**Provided material**
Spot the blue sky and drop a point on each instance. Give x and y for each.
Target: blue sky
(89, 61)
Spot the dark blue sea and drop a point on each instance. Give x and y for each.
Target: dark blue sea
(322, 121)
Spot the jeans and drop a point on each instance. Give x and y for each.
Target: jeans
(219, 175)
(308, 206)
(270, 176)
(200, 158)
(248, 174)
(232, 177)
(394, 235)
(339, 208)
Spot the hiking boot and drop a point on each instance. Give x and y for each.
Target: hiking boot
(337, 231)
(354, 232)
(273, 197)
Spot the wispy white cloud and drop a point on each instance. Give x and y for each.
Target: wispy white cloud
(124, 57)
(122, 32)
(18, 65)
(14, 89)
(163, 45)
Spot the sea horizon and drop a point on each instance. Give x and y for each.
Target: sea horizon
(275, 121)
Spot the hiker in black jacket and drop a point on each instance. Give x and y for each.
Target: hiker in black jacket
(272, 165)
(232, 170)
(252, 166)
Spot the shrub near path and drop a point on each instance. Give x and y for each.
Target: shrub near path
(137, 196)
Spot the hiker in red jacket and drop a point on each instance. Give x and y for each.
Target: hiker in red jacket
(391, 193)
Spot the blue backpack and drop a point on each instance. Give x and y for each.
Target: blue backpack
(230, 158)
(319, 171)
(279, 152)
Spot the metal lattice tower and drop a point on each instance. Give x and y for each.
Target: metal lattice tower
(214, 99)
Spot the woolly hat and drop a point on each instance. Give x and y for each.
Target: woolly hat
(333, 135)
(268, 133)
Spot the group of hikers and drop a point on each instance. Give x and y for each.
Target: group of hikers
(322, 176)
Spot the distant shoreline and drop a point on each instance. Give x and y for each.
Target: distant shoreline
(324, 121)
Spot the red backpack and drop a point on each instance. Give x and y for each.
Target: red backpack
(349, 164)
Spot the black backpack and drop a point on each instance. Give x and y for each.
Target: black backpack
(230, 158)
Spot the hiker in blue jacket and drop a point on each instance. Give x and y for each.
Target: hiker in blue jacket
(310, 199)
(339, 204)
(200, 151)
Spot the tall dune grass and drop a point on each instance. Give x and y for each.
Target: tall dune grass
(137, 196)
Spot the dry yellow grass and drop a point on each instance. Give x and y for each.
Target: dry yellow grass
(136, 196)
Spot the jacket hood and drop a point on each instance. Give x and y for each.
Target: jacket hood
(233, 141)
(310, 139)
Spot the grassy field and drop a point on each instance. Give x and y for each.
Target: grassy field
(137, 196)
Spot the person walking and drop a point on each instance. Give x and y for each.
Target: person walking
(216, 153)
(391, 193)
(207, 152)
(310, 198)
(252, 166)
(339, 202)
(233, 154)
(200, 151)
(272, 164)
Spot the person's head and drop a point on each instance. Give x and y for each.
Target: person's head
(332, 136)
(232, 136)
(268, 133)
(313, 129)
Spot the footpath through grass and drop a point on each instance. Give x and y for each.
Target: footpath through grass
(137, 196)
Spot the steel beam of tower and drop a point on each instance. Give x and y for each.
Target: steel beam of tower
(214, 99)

**Work order**
Set down the entries again, exactly as they stand above.

**Answer section**
Spot the blue sky and drop a point on each instance. Give x and y for each.
Target: blue sky
(89, 61)
Spot the dark blue sea and drop a point on each instance. Give x and y for each.
Target: dark blue sea
(322, 121)
Spot the jeans and drop a point on each instance. Give x and y for each.
Target: jeans
(219, 175)
(308, 206)
(270, 176)
(200, 158)
(248, 174)
(232, 177)
(394, 235)
(339, 208)
Spot the hiking boot and drop a point on each instance. Give x and y for each.
Target: hiking boot
(337, 231)
(354, 232)
(273, 197)
Spot the wispy white cloud and drop a point on each instance. Give x and y for each.
Target: wispy white cloud
(124, 57)
(122, 32)
(18, 65)
(14, 89)
(163, 45)
Spot the sea horizon and drop a point on each instance. Give x and y for each.
Target: sea horizon
(275, 121)
Spot the hiker in black jacket and drop a point on each instance. Give x and y for each.
Target: hiker in black jacket
(272, 165)
(232, 170)
(252, 166)
Spot the shrub near path and drop a point on each instance. Give x and y for each.
Target: shrub near path
(137, 196)
Spot the hiker in red jacket and drop a point on each instance. Give x and y for each.
Target: hiker in red jacket
(391, 193)
Spot the blue backpack and drop a point on each instance. Give x and y for each.
Target: blue backpack
(230, 158)
(319, 171)
(279, 152)
Spot the metal lattice tower and drop a point on each instance. Give x and y for each.
Target: metal lattice tower
(214, 99)
Spot the woolly hat and drop a point on each instance. Give x and y for each.
Target: woolly hat
(333, 135)
(268, 133)
Spot the group of hikers and drop a point on each instance. Give x and y for each.
Target: group of hikers
(322, 176)
Spot the distant shoreline and drop a point on each instance. Give x and y for each.
Target: distant shoreline
(324, 121)
Spot the red backpack and drop a point on each instance. Give x and y for each.
Target: red backpack
(349, 164)
Spot the black backpack and drop a point on each instance. Give x and y for each.
Target: black backpack
(230, 158)
Spot the hiker in blue jacket and drop a point on each instance. Give x and y for each.
Target: hiker in blue jacket
(310, 199)
(339, 204)
(200, 151)
Spot the tall dune grass and drop a point on each instance. Give x and y for each.
Target: tall dune grass
(137, 196)
Spot the dry yellow grass and drop a point on each instance. Give x and y for each.
Target: dry yellow grass
(136, 196)
Spot the jacket hood and drop a point on each instance. Give x and y for each.
Target: jacket hood
(233, 141)
(310, 139)
Spot the grassy field and drop a point on each instance. Give x and y for each.
Target: grassy field
(137, 196)
Spot the person walking and drop a point on each instance. Give x and y for each.
Target: person walking
(216, 153)
(391, 193)
(207, 152)
(310, 198)
(252, 166)
(339, 202)
(233, 154)
(200, 151)
(272, 164)
Spot the person's head and drop a point on each instance. Give x and y for each.
Target: person's head
(332, 136)
(232, 136)
(268, 133)
(313, 129)
Spot the footpath through grass and drop a point on each instance. Give x and y for each.
Target: footpath through grass
(137, 196)
Spot the steel beam of tower and drop a point on each instance. Give x and y for each.
Target: steel beam of tower
(214, 99)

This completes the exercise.